Bit slicing

Bit slicing is a technique for constructing a processor from modules of processors of smaller bit width, for the purpose of increasing the word length; in theory to make an arbitrary n-bit CPU. Each of these component modules processes one bit field or "slice" of an operand. The grouped processing components would then have the capability to process the chosen full word-length of a particular software design.

Bit slicing more or less died out due to the advent of the microprocessor. Recently it's been used in ALUs for quantum computers, and has been used as a software technique (e.g. in x86 CPUs, for cryptography.[1])

Operational details

Bit slice processors usually include an arithmetic logic unit (ALU) of 1, 2, 4, 8 or 16 bits and control lines (including carry or overflow signals that are internal to the processor in non-bitsliced CPU designs).

For example, two 4-bit ALU chips could be arranged side by side, with control lines between them, to form an 8-bit ALU (result need not be power of two, e.g. three 1-bit can make a 3-bit ALU,[2] thus 3-bit (or n-bit) CPU, while 3-bit, or any CPU with higher odd-number of bits, hasn't been manufactured and sold in volume). Four 4-bit ALU chips could be used to build a 16-bit ALU. It would take eight chips to build a 32-bit word ALU. The designer could add as many slices as required to manipulate increasingly longer word lengths.

- **Exercise task A**
In the bit slicing text, swap "control lines" for "signal lines" and write out the part that opens with the words containing "Bit slice processors" and closes with "longer word lengths.".
- **Exercise task B**
List every ALU bit width that the bit slicing text says bit slice processors usually include.
- **Exercise task C**
Please say whether each statement agrees with the bit slicing text, answering yes or no and quoting the deciding words: (i) Bit slicing has been used as a software technique for cryptography. (ii) A 32-bit word ALU built from 4-bit ALU chips would take six chips. (iii) 3-bit CPUs have been manufactured and sold in volume.

- **Source excerpt**

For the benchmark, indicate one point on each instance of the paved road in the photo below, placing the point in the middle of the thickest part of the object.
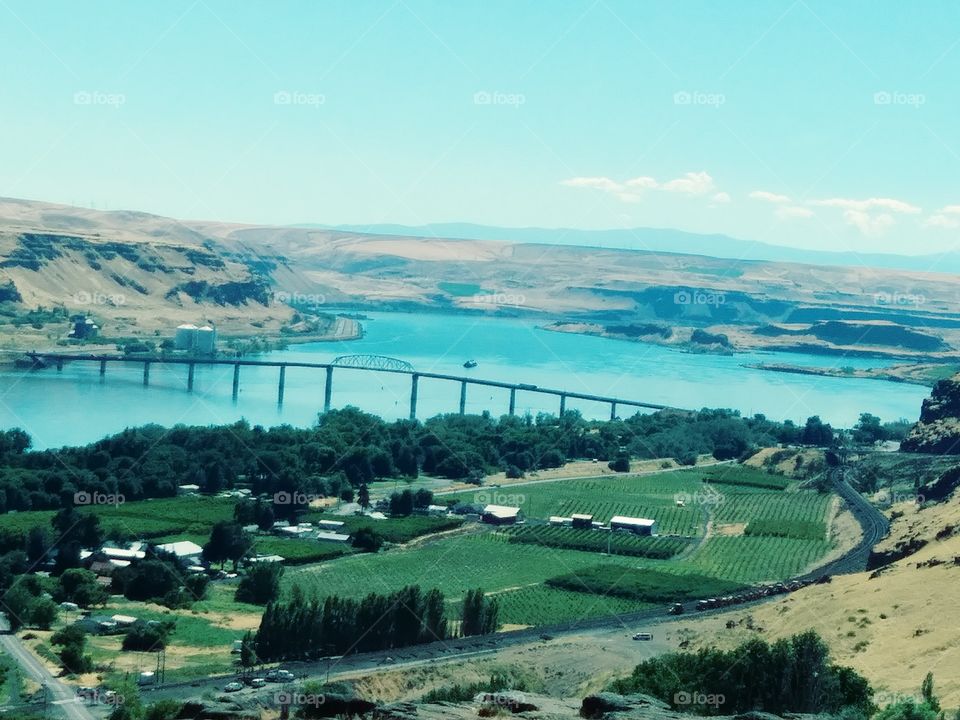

- **Task result A**
Bit slice processors usually include an arithmetic logic unit (ALU) of 1, 2, 4, 8 or 16 bits and signal lines (including carry or overflow signals that are internal to the processor in non-bitsliced CPU designs).

For example, two 4-bit ALU chips could be arranged side by side, with signal lines between them, to form an 8-bit ALU (result need not be power of two, e.g. three 1-bit can make a 3-bit ALU,[2] thus 3-bit (or n-bit) CPU, while 3-bit, or any CPU with higher odd-number of bits, hasn't been manufactured and sold in volume). Four 4-bit ALU chips could be used to build a 16-bit ALU. It would take eight chips to build a 32-bit word ALU. The designer could add as many slices as required to manipulate increasingly longer word lengths.

- **Task result B**
1, 2, 4, 8 and 16 bits

- **Task result C**
(i) Yes: "has been used as a software technique (e.g. in x86 CPUs, for cryptography."
(ii) No: "It would take eight chips to build a 32-bit word ALU."
(iii) No: "3-bit, or any CPU with higher odd-number of bits, hasn't been manufactured and sold in volume"